→ AUFGABENSTELLUNG
Für welchen Tag hat Bundesinnenministerin Faeser laut dem Text über den Flüchtlingsgipfel dieses Treffen angesetzt? Bitte antworten Sie in einem Satz.

→ VORLIEGENDER TEXT
Bayern und Baden-Württemberg fordern, dass auch die Länder beim bundesweiten Flüchtlingsgipfel des Bundesinnenministeriums teilnehmen können.
Baden-Württembergs Ministerin der Justiz und für Migration Marion Gentges und der Bayrische Staatsminister des Innern, für Sport und Integration Joachim Herrmann haben am heutigen Mittwoch, 28. September 2022 in München zur aktuellen Flüchtlingslage gesprochen und klare Erwartungen an den Flüchtlingsgipfel, den Bundesinnenministerin Faeser für den 11. Oktober 2022 angesetzt hat, formuliert. Faeser hatte angekündigt mit kommunalen Spitzenverbänden über eine bessere Verteilung von Geflüchteten in Deutschland sprechen zu wollen.
Ministerin Gentges betonte: „Es ist erfreulich, dass die Bundesinnenministerin dem Drängen auf einen bundesweiten Flüchtlingsgipfel nachgegeben hat. Ich erwarte allerdings auch, dass die Länder zu einer solchen Runde eingeladen werden. In der aktuellen Flüchtlingssituation kann die Debatte nicht über die Köpfe der Länder hinweg geführt werden. Wir brauchen einen breiten und grundsätzlichen Austausch dazu, wie es weitergehen soll. Wenn die Bundesinnenministerin im Rahmen des Gipfels lediglich über die Verteilung von Geflüchteten in Deutschland sprechen will, greift das viel zu kurz und zeigt, dass der Ernst der Lage im Bundesinnenministerium noch nicht angekommen ist. Die Herkulesaufgabe, vor der wir stehen, wird sich nicht durch einfache Verteilung lösen lassen.“
Aufnahmesysteme am Rand ihrer Leistungsfähigkeit
Die beiden Minister tauschten sich im Rahmen ihres Treffens zur aktuellen Migrationslage, die sich auch in Baden-Württemberg und Bayern bedrohlich zuspitzt, aus. Obgleich auf allen Ebenen der Flüchtlingsaufnahme die Kapazitäten seit Monaten massiv ausgeweitet wurden, kommen die Aufnahmesysteme zusehends an den Rand ihrer Leistungsfähigkeit und Belastbarkeit. Die Alarmsignale sind nicht zu übersehen. Sowohl Gentges als auch Herrmann bekräftigten, dass alle Anstrengungen unternommen würden, um diejenigen, die vor Krieg und Verfolgung fliehen, angemessen unterzubringen und zu versorgen. Dennoch müsse anerkannt werden, dass Aufnahmekapazitäten nicht beliebig hochgefahren werden können, sondern es sich sowohl bei Wohnraum als auch bei Personal um endliche Ressourcen handle.

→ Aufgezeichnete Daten
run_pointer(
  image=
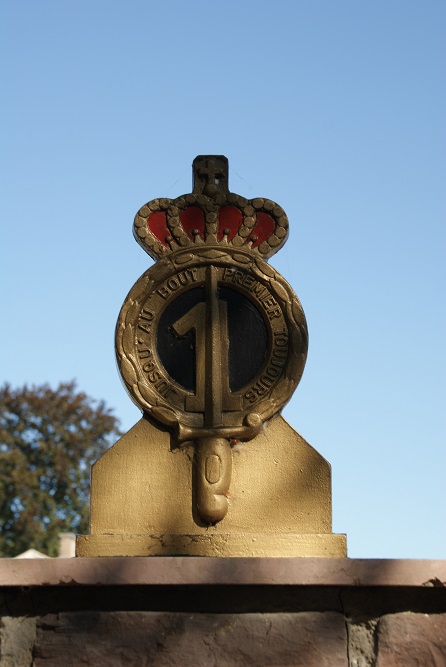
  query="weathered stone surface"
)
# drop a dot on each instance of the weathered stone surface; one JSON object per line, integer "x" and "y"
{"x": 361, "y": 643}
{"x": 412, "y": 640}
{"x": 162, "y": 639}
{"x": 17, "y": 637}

--

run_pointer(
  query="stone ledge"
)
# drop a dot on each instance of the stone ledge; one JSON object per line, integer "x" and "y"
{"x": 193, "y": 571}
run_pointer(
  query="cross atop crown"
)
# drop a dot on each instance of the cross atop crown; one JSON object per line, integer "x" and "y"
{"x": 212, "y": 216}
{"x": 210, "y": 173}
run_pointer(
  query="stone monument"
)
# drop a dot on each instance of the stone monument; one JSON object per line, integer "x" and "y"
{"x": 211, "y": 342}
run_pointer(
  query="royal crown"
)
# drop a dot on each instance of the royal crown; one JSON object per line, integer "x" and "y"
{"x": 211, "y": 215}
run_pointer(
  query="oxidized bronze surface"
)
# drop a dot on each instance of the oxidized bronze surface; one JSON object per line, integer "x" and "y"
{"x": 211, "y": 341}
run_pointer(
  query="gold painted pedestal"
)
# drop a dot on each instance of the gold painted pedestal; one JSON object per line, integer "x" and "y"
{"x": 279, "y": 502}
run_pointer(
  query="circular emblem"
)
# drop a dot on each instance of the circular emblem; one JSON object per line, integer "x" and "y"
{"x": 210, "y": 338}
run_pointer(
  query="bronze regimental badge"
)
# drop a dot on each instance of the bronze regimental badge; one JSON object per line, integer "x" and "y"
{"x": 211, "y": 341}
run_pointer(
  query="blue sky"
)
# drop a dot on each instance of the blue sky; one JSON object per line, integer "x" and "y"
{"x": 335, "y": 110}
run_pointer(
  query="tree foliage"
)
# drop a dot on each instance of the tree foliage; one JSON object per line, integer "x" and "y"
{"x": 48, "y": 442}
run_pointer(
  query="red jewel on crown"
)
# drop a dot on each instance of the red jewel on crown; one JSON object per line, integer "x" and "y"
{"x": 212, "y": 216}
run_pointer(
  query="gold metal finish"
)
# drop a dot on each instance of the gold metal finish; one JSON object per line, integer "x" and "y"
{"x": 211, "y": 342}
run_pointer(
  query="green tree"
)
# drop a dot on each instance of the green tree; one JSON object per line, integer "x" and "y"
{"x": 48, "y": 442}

→ AUSGABE
Faeser hat den Flüchtlingsgipfel für den 11. Oktober 2022 angesetzt.